Dataset entries
────────────────

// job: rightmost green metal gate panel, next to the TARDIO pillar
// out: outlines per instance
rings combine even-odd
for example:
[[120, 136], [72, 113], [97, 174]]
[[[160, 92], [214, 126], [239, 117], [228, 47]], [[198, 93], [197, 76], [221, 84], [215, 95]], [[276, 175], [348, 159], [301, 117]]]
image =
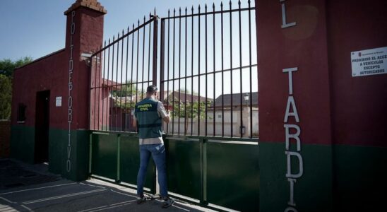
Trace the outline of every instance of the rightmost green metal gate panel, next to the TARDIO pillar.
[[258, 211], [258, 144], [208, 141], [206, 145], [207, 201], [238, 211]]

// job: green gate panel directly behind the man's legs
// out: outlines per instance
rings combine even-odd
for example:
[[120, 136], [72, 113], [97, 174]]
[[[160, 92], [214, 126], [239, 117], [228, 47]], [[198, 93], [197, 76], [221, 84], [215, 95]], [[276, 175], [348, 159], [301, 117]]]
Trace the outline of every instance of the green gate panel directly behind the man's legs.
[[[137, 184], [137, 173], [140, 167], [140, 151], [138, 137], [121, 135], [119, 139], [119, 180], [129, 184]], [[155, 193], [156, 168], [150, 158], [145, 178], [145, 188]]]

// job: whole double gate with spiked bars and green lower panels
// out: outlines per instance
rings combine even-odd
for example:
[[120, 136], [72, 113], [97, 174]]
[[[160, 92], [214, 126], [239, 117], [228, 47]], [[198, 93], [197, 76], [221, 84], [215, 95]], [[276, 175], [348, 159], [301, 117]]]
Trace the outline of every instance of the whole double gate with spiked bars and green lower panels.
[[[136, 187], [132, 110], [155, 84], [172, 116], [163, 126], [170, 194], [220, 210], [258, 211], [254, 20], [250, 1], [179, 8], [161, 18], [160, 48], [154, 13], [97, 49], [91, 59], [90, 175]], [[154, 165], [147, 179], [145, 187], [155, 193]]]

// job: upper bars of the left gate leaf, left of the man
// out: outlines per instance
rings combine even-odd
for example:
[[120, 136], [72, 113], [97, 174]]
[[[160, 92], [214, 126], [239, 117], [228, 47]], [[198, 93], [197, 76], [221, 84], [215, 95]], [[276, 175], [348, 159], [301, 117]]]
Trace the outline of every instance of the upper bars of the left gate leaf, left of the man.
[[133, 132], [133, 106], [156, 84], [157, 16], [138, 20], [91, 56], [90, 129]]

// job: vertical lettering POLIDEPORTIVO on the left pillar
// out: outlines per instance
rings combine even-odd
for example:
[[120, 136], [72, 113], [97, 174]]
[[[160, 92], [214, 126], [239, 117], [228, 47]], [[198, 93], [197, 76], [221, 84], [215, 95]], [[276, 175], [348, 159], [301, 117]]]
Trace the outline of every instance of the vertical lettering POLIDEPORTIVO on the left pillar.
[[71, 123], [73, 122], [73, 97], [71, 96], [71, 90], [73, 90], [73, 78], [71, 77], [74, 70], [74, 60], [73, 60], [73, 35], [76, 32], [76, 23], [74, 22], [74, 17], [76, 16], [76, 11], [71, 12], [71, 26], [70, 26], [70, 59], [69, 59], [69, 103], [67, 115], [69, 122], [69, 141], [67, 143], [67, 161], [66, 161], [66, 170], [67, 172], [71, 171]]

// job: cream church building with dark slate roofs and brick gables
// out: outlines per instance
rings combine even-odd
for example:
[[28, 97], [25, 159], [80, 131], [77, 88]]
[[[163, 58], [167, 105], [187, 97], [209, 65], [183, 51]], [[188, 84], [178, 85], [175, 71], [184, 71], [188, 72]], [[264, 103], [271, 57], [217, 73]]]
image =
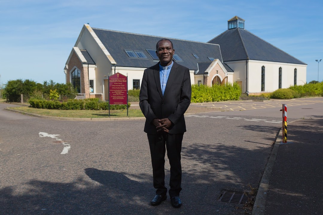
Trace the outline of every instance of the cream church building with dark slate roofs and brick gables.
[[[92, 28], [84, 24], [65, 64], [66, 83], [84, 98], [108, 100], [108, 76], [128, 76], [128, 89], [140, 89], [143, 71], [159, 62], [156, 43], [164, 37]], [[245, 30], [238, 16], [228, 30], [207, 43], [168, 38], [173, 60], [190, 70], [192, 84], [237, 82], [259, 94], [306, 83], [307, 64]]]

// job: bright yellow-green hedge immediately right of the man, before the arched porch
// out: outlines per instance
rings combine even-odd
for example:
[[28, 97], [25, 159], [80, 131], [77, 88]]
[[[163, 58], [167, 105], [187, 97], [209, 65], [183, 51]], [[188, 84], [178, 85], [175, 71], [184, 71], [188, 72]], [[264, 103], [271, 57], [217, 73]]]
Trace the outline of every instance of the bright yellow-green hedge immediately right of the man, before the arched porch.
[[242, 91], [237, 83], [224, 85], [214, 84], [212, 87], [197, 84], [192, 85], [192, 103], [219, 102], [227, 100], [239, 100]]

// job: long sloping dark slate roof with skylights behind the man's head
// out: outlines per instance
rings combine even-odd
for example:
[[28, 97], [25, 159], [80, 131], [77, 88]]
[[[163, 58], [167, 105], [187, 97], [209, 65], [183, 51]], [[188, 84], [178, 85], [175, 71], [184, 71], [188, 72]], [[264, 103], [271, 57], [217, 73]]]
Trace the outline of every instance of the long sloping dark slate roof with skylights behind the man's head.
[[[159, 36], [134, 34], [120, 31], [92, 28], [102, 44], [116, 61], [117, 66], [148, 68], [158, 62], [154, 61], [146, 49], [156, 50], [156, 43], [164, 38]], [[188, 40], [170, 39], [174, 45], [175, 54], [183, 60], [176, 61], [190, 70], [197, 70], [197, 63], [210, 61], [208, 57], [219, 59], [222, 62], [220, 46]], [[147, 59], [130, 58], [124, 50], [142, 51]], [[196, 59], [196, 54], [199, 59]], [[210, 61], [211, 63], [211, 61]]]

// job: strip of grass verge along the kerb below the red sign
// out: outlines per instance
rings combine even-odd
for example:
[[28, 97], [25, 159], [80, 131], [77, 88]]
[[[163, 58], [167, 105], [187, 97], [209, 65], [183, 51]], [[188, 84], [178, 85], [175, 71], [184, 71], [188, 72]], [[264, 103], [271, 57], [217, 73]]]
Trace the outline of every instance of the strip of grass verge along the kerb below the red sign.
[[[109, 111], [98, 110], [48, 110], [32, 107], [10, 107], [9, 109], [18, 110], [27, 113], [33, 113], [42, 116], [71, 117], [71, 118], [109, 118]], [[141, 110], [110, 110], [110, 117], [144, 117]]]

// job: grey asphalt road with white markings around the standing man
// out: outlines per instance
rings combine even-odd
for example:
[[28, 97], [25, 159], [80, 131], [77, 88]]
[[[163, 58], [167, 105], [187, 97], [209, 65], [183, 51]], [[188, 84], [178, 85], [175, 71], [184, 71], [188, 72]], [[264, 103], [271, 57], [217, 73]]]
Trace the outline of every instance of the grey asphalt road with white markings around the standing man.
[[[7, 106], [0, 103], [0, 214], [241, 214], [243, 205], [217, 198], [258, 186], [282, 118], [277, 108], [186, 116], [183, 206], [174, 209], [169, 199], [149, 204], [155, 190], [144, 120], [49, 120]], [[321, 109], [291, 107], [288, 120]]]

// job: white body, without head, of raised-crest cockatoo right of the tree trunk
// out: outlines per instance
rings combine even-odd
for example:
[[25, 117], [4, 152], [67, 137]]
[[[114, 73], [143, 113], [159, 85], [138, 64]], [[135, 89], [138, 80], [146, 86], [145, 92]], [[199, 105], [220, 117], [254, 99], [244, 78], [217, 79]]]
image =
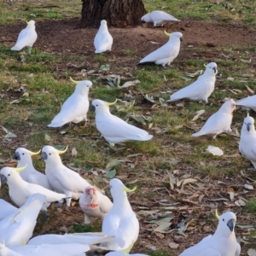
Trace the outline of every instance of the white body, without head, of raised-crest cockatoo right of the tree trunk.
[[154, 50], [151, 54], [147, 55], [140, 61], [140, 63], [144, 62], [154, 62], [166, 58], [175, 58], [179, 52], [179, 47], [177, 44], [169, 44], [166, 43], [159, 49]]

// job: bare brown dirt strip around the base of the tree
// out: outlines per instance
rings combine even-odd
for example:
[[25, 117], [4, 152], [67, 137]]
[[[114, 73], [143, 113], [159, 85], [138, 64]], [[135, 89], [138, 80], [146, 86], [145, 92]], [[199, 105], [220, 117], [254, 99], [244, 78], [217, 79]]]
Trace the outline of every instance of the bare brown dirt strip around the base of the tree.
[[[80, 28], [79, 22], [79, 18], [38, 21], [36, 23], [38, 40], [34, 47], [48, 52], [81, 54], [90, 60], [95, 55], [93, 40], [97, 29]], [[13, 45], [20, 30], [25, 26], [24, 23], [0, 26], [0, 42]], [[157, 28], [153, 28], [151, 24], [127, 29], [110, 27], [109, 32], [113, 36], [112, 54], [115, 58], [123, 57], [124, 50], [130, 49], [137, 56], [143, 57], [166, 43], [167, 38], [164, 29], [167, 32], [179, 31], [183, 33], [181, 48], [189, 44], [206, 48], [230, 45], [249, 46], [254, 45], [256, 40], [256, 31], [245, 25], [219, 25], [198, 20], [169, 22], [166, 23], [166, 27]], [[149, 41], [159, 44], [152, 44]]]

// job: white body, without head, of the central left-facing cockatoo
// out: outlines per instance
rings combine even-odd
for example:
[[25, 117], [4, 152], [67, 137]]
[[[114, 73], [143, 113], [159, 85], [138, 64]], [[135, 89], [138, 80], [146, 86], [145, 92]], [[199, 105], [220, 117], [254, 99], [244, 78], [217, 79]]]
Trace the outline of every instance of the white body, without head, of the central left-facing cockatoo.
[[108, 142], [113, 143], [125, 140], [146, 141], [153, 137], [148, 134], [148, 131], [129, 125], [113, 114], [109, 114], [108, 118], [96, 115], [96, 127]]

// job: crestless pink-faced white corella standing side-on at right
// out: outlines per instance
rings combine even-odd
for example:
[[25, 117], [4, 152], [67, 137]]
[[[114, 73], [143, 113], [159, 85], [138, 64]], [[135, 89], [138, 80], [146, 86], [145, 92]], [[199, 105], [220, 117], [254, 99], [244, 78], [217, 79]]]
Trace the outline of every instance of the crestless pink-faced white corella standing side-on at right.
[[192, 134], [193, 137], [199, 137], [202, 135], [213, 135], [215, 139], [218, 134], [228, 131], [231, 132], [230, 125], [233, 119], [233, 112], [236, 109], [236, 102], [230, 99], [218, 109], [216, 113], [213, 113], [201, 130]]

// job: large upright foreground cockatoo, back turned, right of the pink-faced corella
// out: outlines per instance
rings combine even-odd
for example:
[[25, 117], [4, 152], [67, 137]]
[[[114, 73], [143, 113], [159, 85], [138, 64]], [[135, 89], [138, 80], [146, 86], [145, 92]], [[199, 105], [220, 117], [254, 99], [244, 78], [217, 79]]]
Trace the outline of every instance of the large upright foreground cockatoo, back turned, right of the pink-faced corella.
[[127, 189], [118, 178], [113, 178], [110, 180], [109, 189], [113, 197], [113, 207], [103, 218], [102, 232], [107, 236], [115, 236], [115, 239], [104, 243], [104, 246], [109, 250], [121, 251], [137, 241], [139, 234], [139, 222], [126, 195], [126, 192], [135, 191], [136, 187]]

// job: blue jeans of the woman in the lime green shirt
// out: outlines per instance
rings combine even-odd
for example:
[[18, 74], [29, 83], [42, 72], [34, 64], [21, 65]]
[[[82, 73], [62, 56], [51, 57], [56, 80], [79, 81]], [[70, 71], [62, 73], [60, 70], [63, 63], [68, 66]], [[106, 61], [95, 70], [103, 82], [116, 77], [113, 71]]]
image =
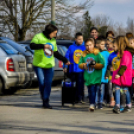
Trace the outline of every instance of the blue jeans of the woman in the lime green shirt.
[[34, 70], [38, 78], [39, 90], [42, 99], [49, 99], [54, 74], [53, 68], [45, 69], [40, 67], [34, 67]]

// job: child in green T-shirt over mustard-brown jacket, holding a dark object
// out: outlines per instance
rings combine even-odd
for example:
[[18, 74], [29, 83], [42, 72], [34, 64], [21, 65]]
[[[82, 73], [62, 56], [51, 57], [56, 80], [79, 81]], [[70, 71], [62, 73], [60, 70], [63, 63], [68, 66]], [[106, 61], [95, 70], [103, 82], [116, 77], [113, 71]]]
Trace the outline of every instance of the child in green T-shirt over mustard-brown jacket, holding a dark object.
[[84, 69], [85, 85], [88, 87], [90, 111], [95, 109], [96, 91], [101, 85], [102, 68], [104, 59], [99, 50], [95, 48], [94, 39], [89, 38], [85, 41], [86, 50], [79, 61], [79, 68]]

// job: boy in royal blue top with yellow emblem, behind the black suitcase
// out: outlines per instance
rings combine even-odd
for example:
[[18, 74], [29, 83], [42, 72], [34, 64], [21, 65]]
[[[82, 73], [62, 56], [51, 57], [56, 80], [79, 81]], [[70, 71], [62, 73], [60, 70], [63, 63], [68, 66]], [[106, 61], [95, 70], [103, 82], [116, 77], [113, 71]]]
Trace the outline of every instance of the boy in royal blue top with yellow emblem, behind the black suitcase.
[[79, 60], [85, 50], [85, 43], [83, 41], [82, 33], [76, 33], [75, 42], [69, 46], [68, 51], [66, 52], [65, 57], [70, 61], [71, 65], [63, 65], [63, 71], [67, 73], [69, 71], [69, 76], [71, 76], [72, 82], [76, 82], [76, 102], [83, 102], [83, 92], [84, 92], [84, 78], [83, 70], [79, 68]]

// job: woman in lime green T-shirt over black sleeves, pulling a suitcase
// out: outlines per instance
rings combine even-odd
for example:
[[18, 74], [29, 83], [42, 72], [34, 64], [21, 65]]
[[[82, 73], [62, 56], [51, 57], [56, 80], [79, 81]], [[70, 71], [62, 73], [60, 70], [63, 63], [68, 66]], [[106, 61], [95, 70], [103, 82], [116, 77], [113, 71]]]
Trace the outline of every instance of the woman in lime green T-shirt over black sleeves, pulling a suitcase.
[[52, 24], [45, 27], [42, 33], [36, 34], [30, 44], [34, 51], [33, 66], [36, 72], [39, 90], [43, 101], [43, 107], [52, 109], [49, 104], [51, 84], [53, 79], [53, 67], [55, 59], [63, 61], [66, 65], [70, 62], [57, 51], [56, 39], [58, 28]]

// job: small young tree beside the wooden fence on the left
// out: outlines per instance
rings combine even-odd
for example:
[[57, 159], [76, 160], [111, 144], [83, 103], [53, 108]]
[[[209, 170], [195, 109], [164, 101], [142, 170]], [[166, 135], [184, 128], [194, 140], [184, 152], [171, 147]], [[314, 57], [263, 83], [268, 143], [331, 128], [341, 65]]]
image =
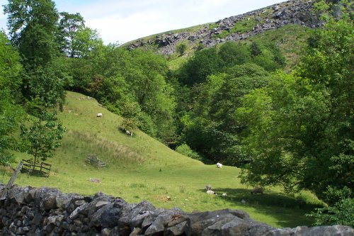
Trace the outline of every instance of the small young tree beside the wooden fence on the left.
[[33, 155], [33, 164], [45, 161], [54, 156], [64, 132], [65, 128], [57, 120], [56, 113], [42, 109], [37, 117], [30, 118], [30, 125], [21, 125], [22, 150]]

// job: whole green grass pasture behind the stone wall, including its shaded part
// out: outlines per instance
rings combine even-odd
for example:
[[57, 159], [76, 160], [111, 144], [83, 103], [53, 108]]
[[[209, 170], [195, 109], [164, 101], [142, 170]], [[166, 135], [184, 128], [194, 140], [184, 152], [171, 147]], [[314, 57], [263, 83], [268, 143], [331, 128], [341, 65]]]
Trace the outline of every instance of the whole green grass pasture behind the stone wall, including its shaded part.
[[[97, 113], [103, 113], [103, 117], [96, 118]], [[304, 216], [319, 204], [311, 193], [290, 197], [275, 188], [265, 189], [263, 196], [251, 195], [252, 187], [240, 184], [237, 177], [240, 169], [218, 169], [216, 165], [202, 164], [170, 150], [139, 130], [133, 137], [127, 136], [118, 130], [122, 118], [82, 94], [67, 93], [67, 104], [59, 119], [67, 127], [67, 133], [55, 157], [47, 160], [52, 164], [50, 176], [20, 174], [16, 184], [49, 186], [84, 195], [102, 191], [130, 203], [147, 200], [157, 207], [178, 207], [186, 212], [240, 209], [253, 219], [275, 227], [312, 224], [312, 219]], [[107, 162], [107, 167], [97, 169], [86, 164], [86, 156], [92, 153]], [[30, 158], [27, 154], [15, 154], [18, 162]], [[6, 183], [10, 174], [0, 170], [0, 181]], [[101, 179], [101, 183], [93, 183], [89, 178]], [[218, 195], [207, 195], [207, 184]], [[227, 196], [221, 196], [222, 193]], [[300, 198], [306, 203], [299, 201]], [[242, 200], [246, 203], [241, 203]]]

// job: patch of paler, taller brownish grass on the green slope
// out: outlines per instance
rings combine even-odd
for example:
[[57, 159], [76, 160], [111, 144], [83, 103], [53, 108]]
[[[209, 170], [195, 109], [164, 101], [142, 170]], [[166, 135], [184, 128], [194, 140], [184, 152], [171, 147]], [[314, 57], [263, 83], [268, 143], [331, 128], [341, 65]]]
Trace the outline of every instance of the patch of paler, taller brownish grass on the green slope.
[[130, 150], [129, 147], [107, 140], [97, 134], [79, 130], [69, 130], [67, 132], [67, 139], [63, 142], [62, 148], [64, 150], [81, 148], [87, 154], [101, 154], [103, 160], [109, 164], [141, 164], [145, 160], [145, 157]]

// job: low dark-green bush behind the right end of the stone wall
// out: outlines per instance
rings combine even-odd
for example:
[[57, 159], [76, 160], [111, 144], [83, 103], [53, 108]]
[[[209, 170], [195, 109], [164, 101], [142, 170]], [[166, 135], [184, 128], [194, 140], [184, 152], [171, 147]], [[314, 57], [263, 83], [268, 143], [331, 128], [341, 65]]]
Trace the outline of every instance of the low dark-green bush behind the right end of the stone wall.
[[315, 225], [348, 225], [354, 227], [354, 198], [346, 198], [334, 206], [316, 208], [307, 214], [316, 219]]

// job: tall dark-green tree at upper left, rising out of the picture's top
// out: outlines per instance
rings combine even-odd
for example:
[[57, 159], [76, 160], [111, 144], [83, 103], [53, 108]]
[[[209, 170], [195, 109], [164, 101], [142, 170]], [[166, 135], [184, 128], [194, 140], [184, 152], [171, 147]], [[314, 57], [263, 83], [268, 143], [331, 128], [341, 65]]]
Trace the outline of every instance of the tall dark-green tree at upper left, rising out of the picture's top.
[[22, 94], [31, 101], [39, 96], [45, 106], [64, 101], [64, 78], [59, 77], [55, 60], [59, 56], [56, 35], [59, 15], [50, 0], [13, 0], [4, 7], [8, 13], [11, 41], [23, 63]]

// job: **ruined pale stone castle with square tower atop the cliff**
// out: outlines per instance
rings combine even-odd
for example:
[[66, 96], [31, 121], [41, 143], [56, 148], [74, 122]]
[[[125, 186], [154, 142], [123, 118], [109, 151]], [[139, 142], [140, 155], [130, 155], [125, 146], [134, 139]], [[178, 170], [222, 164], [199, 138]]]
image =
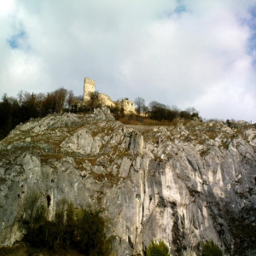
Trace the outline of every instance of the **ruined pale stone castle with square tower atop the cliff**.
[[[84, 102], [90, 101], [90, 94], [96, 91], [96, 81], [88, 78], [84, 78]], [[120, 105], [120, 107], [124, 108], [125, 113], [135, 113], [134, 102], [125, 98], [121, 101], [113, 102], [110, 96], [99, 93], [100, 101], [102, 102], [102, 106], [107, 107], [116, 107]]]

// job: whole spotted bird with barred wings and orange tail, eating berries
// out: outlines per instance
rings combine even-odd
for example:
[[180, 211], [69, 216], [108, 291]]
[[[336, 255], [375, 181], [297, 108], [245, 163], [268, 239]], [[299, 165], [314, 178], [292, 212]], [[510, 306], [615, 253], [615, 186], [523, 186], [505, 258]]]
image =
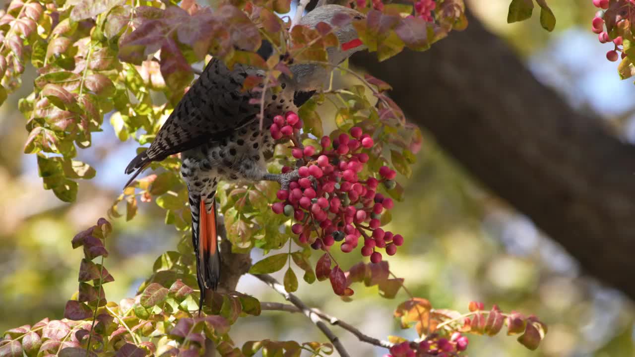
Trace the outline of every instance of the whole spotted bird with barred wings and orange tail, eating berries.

────────────────

▸ Work item
Go through the entries above and report each line with the string "orange" in it.

▸ Result for this exercise
// job: whole spotted bird with barred wings and orange tail, eating berries
Trace the outline of every instance of the whole spotted bird with barred wings and orange tail, eating berries.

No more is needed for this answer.